- Work to be completed: In the listing that follows, locate the line containing "box: [248, 160, 273, 182]" and the line containing "positive clicks: (350, 164)". Retype exactly those two lines and every line between them, and nothing more.

*** Input data

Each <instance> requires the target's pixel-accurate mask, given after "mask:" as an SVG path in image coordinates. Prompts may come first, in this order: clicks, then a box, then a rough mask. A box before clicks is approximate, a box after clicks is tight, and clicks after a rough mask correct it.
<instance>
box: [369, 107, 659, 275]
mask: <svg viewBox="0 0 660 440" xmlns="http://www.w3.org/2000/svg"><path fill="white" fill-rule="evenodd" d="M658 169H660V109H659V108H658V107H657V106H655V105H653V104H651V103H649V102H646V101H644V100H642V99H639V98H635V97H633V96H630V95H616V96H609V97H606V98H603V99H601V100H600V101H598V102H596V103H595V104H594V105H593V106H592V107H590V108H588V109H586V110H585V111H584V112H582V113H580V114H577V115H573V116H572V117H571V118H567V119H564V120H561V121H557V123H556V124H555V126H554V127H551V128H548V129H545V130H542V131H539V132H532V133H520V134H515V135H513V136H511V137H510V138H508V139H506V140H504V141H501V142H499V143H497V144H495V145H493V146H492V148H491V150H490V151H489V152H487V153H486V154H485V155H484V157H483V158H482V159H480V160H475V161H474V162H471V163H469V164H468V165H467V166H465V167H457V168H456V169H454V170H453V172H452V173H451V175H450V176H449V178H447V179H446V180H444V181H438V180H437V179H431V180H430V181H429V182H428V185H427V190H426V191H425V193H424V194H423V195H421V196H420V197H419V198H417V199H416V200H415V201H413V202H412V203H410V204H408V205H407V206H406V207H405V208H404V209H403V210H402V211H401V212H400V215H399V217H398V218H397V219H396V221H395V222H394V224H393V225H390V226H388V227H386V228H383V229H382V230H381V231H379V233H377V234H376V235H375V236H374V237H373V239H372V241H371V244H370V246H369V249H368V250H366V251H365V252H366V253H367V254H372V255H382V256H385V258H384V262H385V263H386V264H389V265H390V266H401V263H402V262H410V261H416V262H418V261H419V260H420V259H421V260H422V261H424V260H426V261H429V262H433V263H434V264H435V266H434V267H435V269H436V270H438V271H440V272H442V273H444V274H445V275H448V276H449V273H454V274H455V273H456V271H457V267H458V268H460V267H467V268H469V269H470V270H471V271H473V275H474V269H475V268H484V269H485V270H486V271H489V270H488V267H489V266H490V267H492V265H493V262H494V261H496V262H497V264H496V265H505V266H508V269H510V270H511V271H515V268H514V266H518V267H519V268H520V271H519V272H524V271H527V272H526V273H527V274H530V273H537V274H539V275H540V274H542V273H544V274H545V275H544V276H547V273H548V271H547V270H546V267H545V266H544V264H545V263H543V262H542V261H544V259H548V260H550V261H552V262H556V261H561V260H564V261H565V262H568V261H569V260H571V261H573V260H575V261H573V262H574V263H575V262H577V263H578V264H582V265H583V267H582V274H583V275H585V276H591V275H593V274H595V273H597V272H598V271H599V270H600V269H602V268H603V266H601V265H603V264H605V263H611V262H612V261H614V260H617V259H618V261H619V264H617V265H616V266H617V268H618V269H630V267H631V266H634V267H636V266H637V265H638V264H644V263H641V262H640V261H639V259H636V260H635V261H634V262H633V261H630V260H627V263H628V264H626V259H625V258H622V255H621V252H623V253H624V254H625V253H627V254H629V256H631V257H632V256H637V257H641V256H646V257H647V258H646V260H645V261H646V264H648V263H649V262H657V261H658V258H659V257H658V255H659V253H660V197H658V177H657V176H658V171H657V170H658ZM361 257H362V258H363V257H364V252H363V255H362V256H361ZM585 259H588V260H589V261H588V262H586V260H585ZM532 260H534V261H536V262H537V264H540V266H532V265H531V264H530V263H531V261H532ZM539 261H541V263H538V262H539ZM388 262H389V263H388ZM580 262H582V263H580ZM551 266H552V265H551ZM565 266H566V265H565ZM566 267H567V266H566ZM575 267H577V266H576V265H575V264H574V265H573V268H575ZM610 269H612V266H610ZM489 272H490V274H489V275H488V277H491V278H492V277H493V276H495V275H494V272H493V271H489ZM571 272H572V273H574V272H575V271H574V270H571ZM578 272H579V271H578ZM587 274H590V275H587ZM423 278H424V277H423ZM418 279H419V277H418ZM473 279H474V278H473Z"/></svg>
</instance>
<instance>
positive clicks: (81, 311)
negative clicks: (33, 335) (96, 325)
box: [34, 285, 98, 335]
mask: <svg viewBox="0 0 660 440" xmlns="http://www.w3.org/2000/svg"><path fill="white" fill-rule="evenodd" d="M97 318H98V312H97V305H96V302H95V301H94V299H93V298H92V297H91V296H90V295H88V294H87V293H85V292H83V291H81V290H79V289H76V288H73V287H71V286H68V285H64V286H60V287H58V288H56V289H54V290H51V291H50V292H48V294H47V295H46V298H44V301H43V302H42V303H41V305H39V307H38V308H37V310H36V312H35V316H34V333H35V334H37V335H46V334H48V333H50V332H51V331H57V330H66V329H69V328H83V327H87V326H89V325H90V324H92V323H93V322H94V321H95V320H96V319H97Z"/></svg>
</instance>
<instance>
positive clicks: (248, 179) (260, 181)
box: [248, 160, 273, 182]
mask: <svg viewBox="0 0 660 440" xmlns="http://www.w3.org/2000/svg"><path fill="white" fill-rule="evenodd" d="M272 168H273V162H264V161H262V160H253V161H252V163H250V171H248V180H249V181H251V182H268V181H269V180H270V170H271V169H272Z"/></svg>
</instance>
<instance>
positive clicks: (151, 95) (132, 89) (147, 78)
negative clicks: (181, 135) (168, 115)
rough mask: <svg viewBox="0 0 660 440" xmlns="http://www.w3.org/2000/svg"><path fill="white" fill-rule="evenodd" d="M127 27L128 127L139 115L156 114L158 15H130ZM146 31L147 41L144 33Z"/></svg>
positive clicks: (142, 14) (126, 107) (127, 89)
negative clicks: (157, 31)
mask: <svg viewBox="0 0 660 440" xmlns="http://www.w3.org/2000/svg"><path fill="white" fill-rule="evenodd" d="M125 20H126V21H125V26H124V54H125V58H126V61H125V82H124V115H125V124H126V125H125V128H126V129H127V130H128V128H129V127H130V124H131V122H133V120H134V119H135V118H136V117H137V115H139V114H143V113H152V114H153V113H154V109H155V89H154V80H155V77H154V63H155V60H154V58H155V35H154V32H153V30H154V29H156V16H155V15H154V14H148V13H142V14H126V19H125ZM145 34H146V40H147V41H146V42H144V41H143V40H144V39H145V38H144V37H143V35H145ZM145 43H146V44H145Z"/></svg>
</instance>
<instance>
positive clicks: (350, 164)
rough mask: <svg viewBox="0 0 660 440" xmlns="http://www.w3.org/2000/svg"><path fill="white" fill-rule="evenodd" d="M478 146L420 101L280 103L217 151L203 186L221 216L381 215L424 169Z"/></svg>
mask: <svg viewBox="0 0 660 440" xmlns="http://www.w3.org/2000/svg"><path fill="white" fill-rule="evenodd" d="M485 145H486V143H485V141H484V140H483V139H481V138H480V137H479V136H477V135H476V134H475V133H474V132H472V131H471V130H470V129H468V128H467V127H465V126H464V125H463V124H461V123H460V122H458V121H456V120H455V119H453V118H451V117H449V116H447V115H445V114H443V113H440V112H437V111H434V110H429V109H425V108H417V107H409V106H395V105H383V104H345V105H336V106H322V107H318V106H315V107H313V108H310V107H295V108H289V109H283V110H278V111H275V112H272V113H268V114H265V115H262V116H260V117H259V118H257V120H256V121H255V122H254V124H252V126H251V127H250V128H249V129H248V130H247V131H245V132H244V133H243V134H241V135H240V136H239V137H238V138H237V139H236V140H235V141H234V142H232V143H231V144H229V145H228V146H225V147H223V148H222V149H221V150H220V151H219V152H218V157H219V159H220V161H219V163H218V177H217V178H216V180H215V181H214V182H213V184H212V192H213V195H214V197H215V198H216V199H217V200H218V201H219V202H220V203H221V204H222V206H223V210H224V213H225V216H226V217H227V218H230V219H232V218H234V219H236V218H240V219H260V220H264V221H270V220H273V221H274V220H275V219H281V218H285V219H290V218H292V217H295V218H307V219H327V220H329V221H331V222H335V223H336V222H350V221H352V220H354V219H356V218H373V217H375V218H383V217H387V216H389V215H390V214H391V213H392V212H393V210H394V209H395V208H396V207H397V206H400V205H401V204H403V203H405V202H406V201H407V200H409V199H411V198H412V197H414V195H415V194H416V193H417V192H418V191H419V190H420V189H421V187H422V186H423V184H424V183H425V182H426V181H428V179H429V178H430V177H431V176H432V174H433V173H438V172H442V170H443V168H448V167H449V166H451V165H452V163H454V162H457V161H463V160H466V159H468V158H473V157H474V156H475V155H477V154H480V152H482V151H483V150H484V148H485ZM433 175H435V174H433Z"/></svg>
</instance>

******

- Task solution:
box: [248, 160, 273, 182]
mask: <svg viewBox="0 0 660 440" xmlns="http://www.w3.org/2000/svg"><path fill="white" fill-rule="evenodd" d="M272 168H273V162H264V161H262V160H253V161H252V163H250V171H248V180H249V181H251V182H268V181H269V180H270V170H271V169H272Z"/></svg>
</instance>
<instance>
positive clicks: (151, 95) (132, 89) (147, 78)
negative clicks: (181, 135) (168, 115)
rough mask: <svg viewBox="0 0 660 440" xmlns="http://www.w3.org/2000/svg"><path fill="white" fill-rule="evenodd" d="M127 27L128 127L139 115L156 114L158 15H130ZM146 31L147 41L144 33Z"/></svg>
positive clicks: (142, 14) (126, 107) (127, 89)
negative clicks: (157, 31)
mask: <svg viewBox="0 0 660 440" xmlns="http://www.w3.org/2000/svg"><path fill="white" fill-rule="evenodd" d="M125 20H126V21H125V26H124V54H125V58H126V61H125V82H124V115H125V124H126V125H125V128H126V129H127V130H128V128H129V127H130V124H131V122H133V120H134V119H135V118H136V117H137V115H139V114H143V113H152V114H153V113H154V109H155V89H154V80H155V77H154V63H155V60H154V58H155V35H154V32H153V30H154V29H156V16H155V15H154V14H148V13H142V14H126V19H125ZM145 34H146V40H147V41H146V42H144V41H143V40H144V39H145V38H144V37H143V35H145ZM145 43H146V44H145Z"/></svg>
</instance>
<instance>
positive clicks: (350, 164)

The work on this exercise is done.